[Entries from an annotation dataset]
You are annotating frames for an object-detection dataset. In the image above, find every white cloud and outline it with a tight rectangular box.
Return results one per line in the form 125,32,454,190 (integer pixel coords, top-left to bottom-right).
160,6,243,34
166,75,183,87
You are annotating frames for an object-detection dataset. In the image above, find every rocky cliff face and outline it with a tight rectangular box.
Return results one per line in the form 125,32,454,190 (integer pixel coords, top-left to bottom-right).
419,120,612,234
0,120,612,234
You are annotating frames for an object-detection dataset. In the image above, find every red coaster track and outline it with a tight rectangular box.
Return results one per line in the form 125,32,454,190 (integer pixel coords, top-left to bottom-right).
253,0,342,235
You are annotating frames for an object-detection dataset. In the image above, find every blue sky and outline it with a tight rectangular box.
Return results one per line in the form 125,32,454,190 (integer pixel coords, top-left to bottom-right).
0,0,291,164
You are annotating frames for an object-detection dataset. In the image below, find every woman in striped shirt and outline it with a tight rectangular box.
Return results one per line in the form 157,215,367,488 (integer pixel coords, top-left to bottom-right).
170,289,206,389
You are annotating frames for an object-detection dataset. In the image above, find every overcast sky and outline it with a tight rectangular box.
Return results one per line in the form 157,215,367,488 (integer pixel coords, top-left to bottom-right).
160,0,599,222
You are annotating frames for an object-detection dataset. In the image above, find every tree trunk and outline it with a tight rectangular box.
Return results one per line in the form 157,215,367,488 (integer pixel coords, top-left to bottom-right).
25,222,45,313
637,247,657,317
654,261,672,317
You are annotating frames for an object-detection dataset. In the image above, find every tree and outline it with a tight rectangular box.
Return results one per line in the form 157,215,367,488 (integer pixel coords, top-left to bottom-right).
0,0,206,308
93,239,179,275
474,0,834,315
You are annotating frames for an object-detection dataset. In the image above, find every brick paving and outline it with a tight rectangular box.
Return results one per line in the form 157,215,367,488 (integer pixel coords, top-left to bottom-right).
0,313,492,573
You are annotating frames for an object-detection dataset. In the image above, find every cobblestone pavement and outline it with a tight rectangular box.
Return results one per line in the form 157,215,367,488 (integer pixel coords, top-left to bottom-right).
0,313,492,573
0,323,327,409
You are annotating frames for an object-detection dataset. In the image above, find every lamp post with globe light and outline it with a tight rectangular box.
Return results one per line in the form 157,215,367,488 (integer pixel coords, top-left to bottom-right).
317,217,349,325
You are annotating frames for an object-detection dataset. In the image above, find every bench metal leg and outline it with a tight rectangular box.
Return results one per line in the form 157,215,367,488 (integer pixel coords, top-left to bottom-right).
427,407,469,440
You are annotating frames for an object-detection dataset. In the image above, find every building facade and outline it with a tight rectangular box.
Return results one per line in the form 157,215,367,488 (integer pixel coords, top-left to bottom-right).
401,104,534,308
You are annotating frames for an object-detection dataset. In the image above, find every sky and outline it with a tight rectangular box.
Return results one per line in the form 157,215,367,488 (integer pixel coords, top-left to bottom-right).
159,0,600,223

- _Objective_:
Reproduce every line of the data above without any changes.

- _Expected output_:
You are annotating frames for an object-detection dataset. In the image above, find every white cloud and outline it with a tight rectangular box.
Return results one per line in the form 125,32,454,190 (integer pixel coords, top-left to bottom-right).
160,6,243,34
166,75,183,87
You are annotating frames for an object-detection dataset. In the image above, find every rocky cliff face and outline it with a tight rectangular box.
Return results one per line in the form 125,32,454,190 (integer pixel coords, top-left to bottom-right).
419,120,612,234
0,120,612,234
You are annotating frames for an object-detection dataset. In the image above, find every red coaster track and outline it with a tight rectangular box.
Return results one per line in the form 125,32,454,190 (integer pixel coords, top-left to bottom-right).
253,0,342,235
You are annotating frames for an object-detection dataset. In the image above, find every blue sky and outline it with a tight rectangular box.
Return results one per line in the form 125,32,454,190 (integer pixel coords, top-left to bottom-right).
0,0,291,164
You are annotating frames for an object-detection dataset. In the image below, find every woman in striped shirt and outline it with a tight rectangular box.
Return results one per line in the form 157,215,367,488 (integer pixel coords, top-left to bottom-right).
170,289,206,389
You are annotating frames for an object-detection dataset. In the image above, find every overcast sky and outline it with a tight rectangular box.
Return results one per line in the form 157,215,367,488 (integer pixel coords, top-left to bottom-right).
160,0,599,222
You are annotating frames for an object-detection dataset. In the image above, find every tree trunk and outline it with a tight rectangular box.
Return results one per line in the form 157,215,367,488 (integer pixel coords, top-left to bottom-right).
25,222,45,313
637,247,657,317
654,261,672,317
You are annotating frames for an object-detection dataset. In the image above, find every tree and outline it with a tight rectangular box.
Return results one per line in the form 157,215,367,488 (integer pixel coords, top-left to bottom-right).
0,0,206,308
93,239,179,275
474,0,834,315
You are annotating frames for an object-detection dataset. In the image above, find every brick paving and outline it with a tight rectangular box.
Return results one per line in the form 157,215,367,488 (integer pixel coords, top-left to bottom-right).
0,313,492,573
You are annotating frames for an object-detection dataset. In the image above, find every cobblestone pavement and outline it with a tight rectangular box.
Return results one per line in the form 157,215,367,488 (integer pixel coords, top-left to bottom-right).
0,313,492,573
0,323,327,409
You are annotating frames for an object-detection dataset. In the image above, find every lamp post with globe light and outline it with a tight rectangular box.
Return results one per line in the form 157,215,367,488 (integer pixel coords, top-left to bottom-right).
317,217,349,325
You are annotating frames for an object-detection dataset. In the image above, find every bench metal leg and outline it with a tight rectangular box.
Return results one per line in the form 157,215,367,488 (integer pixel coords, top-left to bottom-right).
427,407,469,440
You are annotating frames for an object-detection dataset. In the image above, find every building facade and outline it with a tight rectangular box.
Return results one per line in the form 157,215,367,488 (integer pixel coords, top-left to bottom-right).
401,104,534,308
You are annotating frames for an object-detection dataset. In the image above, find every sky and outline it with a tight rectangular box.
Return results one per line in the form 157,215,367,488 (integer pixel coords, top-left to bottom-right).
159,0,600,223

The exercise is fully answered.